◆ **Aim**:
Can you copy out every item below word for word, leaving the pictures out of your answer?
------------------------------
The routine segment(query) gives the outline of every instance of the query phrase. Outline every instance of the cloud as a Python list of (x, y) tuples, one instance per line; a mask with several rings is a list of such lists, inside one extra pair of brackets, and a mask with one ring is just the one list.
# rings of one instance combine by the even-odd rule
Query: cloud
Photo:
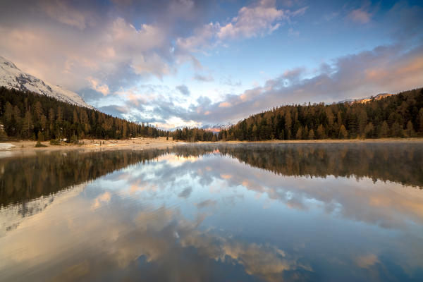
[(62, 23), (83, 30), (93, 18), (90, 12), (78, 11), (66, 1), (43, 1), (39, 6), (49, 17)]
[(249, 38), (271, 33), (281, 25), (276, 21), (288, 18), (288, 16), (283, 10), (276, 8), (276, 1), (261, 0), (250, 6), (241, 8), (231, 23), (219, 29), (217, 37), (220, 39)]
[(186, 85), (182, 85), (176, 86), (176, 90), (178, 90), (183, 95), (190, 96), (190, 90)]
[(348, 18), (358, 23), (364, 24), (370, 21), (372, 14), (363, 8), (352, 10), (348, 16)]
[(95, 91), (102, 93), (104, 96), (110, 93), (110, 90), (109, 90), (109, 86), (107, 86), (107, 85), (101, 84), (99, 80), (91, 77), (88, 78), (87, 80), (91, 83), (91, 88)]
[(209, 74), (207, 75), (200, 75), (199, 73), (196, 73), (195, 75), (194, 75), (193, 78), (195, 80), (202, 81), (202, 82), (210, 82), (210, 81), (214, 80), (214, 79), (210, 74)]
[[(236, 122), (252, 113), (275, 105), (325, 102), (362, 97), (381, 92), (396, 93), (422, 86), (423, 46), (410, 50), (399, 45), (379, 47), (371, 51), (323, 63), (317, 73), (297, 68), (267, 80), (264, 85), (240, 94), (227, 94), (223, 100), (204, 104), (197, 116), (205, 123)], [(204, 116), (204, 112), (209, 114)]]
[(292, 12), (278, 9), (275, 0), (259, 0), (242, 7), (229, 23), (209, 23), (197, 28), (192, 36), (178, 38), (176, 44), (183, 50), (198, 51), (228, 39), (264, 36), (279, 28), (282, 20), (290, 22), (292, 18), (303, 15), (307, 9), (302, 7)]

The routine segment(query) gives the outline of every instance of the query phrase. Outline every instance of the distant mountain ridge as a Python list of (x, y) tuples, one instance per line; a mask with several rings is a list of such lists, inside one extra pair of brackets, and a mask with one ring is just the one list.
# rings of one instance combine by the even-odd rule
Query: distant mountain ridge
[(1, 56), (0, 86), (21, 91), (32, 91), (73, 105), (94, 109), (78, 94), (24, 73), (12, 61)]

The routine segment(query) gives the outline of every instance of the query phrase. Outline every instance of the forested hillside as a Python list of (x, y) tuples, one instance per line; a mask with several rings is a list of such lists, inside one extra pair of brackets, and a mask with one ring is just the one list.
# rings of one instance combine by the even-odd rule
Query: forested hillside
[(219, 133), (223, 140), (423, 136), (423, 88), (365, 103), (283, 106)]
[(61, 138), (75, 140), (157, 137), (167, 134), (144, 123), (127, 121), (94, 109), (4, 87), (0, 87), (0, 123), (9, 138), (40, 141)]

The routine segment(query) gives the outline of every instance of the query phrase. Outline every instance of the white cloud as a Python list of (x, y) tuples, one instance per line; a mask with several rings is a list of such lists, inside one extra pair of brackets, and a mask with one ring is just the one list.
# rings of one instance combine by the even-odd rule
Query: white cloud
[(91, 83), (91, 88), (95, 91), (102, 93), (104, 96), (110, 93), (110, 90), (109, 90), (109, 86), (107, 86), (107, 85), (101, 84), (99, 80), (91, 77), (88, 78), (87, 80), (90, 81), (90, 83)]
[(372, 14), (363, 8), (357, 8), (352, 10), (348, 17), (354, 22), (364, 24), (370, 21)]

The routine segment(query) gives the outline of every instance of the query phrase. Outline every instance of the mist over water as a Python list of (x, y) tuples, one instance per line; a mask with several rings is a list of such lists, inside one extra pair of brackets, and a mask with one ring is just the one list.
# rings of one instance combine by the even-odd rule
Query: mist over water
[(421, 281), (419, 144), (0, 159), (0, 281)]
------------------------------
◆ **Full output**:
The routine segment(query) gives the outline of every instance of the query phrase. Outline every instance of the cloud as a Python list of (x, y) tuples, one instance per line; a mask with several rings is a list of such lists, inside one extra pair of brackets, and a mask with one ring is just the one list.
# rings of one instance combine by the even-odd rule
Query: cloud
Photo:
[(62, 23), (83, 30), (93, 18), (90, 12), (78, 11), (66, 1), (43, 1), (39, 6), (49, 17)]
[(249, 38), (271, 33), (281, 25), (276, 21), (288, 18), (288, 16), (283, 10), (276, 8), (276, 1), (261, 0), (250, 6), (241, 8), (231, 23), (219, 29), (217, 37), (220, 39)]
[(186, 85), (182, 85), (176, 86), (176, 90), (178, 90), (183, 95), (190, 96), (190, 90)]
[(348, 18), (358, 23), (364, 24), (370, 21), (372, 14), (363, 8), (352, 10), (348, 16)]
[(95, 91), (102, 93), (104, 96), (110, 93), (110, 90), (109, 90), (109, 86), (107, 86), (107, 85), (101, 84), (99, 80), (91, 77), (88, 78), (87, 80), (91, 83), (91, 88)]
[(209, 74), (207, 75), (200, 75), (199, 73), (196, 73), (195, 75), (194, 75), (193, 78), (195, 80), (202, 81), (202, 82), (210, 82), (210, 81), (214, 80), (214, 79), (210, 74)]
[[(236, 122), (252, 113), (275, 105), (325, 102), (362, 97), (381, 92), (396, 93), (422, 86), (423, 46), (410, 50), (399, 45), (379, 47), (371, 51), (323, 63), (317, 73), (297, 68), (267, 80), (264, 85), (240, 94), (227, 94), (223, 100), (204, 104), (197, 116), (205, 123)], [(204, 116), (204, 112), (209, 114)]]
[(292, 12), (278, 9), (275, 0), (259, 0), (242, 7), (229, 23), (209, 23), (197, 28), (192, 36), (178, 38), (176, 44), (183, 50), (198, 51), (228, 39), (264, 36), (279, 28), (282, 20), (290, 22), (292, 18), (303, 15), (307, 9), (302, 7)]

The routine segment(query) gives the outline of every instance of the query phrase. Outline every instance of the distant mountain ridge as a Python list of (x, y) tuples, one instance per line; a mask with several rings is a list of such lists, inside one extra pair of brackets, and a mask with one ring is just the one list.
# rings of one instance combine by the even-odd rule
Query: distant mountain ridge
[(1, 56), (0, 86), (21, 91), (32, 91), (73, 105), (94, 109), (78, 94), (24, 73), (12, 61)]

The routine segment(query) gives the outline of every instance of the query phrase. Outline every instance of the forested hillside as a Python list of (x, y) tuples, one instance per line; a mask with several rings is a list of such lists, inside one extra pair of brackets, and a mask with one ring is just the one list.
# rings of one instance combine by the even-odd rule
Query: forested hillside
[(219, 133), (223, 140), (423, 136), (423, 88), (365, 103), (283, 106)]
[(61, 138), (75, 140), (157, 137), (167, 134), (144, 123), (127, 121), (94, 109), (4, 87), (0, 87), (0, 123), (9, 138), (40, 141)]

The routine segment(query) gives the outline of every instance of the query phrase. Outline every instance of the white cloud as a Python list of (x, y) tuples, one instance per line; a mask with several rings is a list of such lists, inside one extra pair of brackets, and a mask with one ring is just the one list.
# rings of one instance combine by the even-odd rule
Query: white cloud
[(91, 83), (91, 88), (95, 91), (102, 93), (104, 96), (110, 93), (110, 90), (109, 90), (109, 86), (107, 86), (107, 85), (101, 84), (99, 80), (91, 77), (88, 78), (87, 80), (90, 81), (90, 83)]
[(372, 14), (363, 8), (357, 8), (352, 10), (348, 17), (354, 22), (364, 24), (370, 21)]

The routine segment(query) gives the outline of every instance of the query phrase. Outline every instance of the mist over water as a Python list of (x, y) tuples, one instance per line; a mask with several rings is a list of such lists, inside one extra pair of brackets, and a mask with one ring is just the one list.
# rings of one instance combine by the even-odd rule
Query: mist over water
[(421, 281), (419, 144), (0, 159), (0, 281)]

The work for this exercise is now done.